BRIEF 1. In the blog post about the show Dr. 90210, what was the woman who had to relearn how to shoot learning to become?
BRIEF 2. Transcribe the part of the blog post about the show Dr. 90210 starting with "Apr 15, 2011Find" and going on through "and his patients.".
BRIEF 3. Go on with the blog post about the show Dr. 90210 from where it stops.

DOCUMENT SECTION.
======

Maximizing The Surface Beverly Hills Style

Apr 15, 2011Find joy today

A bit ago, I flipped through the channels, landing on Dr. 90210, a reality series about this Beverly Hills plastic surgeon and his patients.

At first it intrigued me. I’ve never been one to consider plastic surgery unless my face got disfigured or something equally tragic. So it felt like looking into another world. (But knowing that there’s a stat out there about Dallas women getting the most augmentations, I know I’m just not *seeing* that world here.)

The show, as it wore on, drained the joy out of me. Perfectly beautiful women didn’t feel enough. Even their boyfriends/fiances/husbands were excited about the possibilities for them. One woman, because she was learning how to be a bail bondswoman, had to relearn how to shoot because her new chest got in the way.

She was particularly tragic, in my opinion. Her fiance asked her to consider doing less, not more. He wanted her to look “classy” not trampish. When the bandages were taken off, she started crying. She got mad at him. “I wanted them bigger,” she cried. But, as nature has it, they did “grow” a bit and she was happy.

What kind of culture do we live in that demands women go under the knife (yep, they show a bit of that), to have a silicon implant squished inside? How is it that the world is in need of good medicine, great drinking water, food and shelter, and we obsess over the things we normally couldn’t change? Whatever happened to contentment?

======

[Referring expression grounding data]
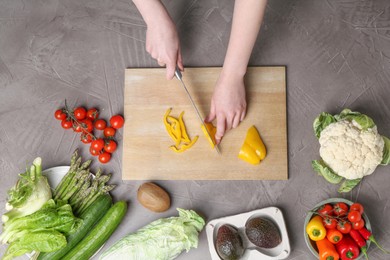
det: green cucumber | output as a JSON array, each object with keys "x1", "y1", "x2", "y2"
[
  {"x1": 62, "y1": 201, "x2": 127, "y2": 260},
  {"x1": 37, "y1": 194, "x2": 112, "y2": 260}
]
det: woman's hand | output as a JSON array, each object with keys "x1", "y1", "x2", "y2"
[{"x1": 205, "y1": 71, "x2": 246, "y2": 144}]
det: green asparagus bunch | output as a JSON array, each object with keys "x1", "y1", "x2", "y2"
[{"x1": 54, "y1": 150, "x2": 115, "y2": 216}]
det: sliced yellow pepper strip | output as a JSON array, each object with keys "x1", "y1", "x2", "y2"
[
  {"x1": 201, "y1": 122, "x2": 217, "y2": 148},
  {"x1": 238, "y1": 126, "x2": 267, "y2": 165}
]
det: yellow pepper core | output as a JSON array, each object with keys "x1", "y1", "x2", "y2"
[
  {"x1": 238, "y1": 126, "x2": 267, "y2": 165},
  {"x1": 306, "y1": 215, "x2": 326, "y2": 241},
  {"x1": 201, "y1": 122, "x2": 217, "y2": 148},
  {"x1": 163, "y1": 108, "x2": 198, "y2": 153}
]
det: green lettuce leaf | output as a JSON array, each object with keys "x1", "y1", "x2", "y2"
[
  {"x1": 313, "y1": 112, "x2": 336, "y2": 138},
  {"x1": 100, "y1": 209, "x2": 205, "y2": 260},
  {"x1": 311, "y1": 160, "x2": 344, "y2": 184}
]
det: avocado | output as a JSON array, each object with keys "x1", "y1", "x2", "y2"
[
  {"x1": 245, "y1": 217, "x2": 282, "y2": 248},
  {"x1": 216, "y1": 224, "x2": 244, "y2": 260}
]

======

ANSWER SPACE 1. A bail bondswoman.

ANSWER SPACE 2.
Apr 15, 2011Find joy today

A bit ago, I flipped through the channels, landing on Dr. 90210, a reality series about this Beverly Hills plastic surgeon and his patients.

ANSWER SPACE 3.
I can’t tell you how weird the struggle’s been for me in America about how I look. In France, it was an afterthought. In America, I am bombarded with images of perfect women with flawless skin, nary a fat cell in sight. It makes me feel less. And I’ve bought into it.

Oh dear God.

It’s not what’s on the outside that lasts. It’s not. It’s the gentle and quiet spirit God desires. That’s what will last after our perfectly sculpted bodies lie in the ground. So why do we fret? Why bathe in discontent? Why not do everything we can do to prepare our souls for greatness?

In France, it was easy to see spiritual darkness. The heaviness was palpable. In America, darkness is dressed up, fixed up, beautified. It’s disguised as bodily, financial perfection. It’s just as dark, folks, yet far more enticing. It impoverishes our souls, but we don’t care.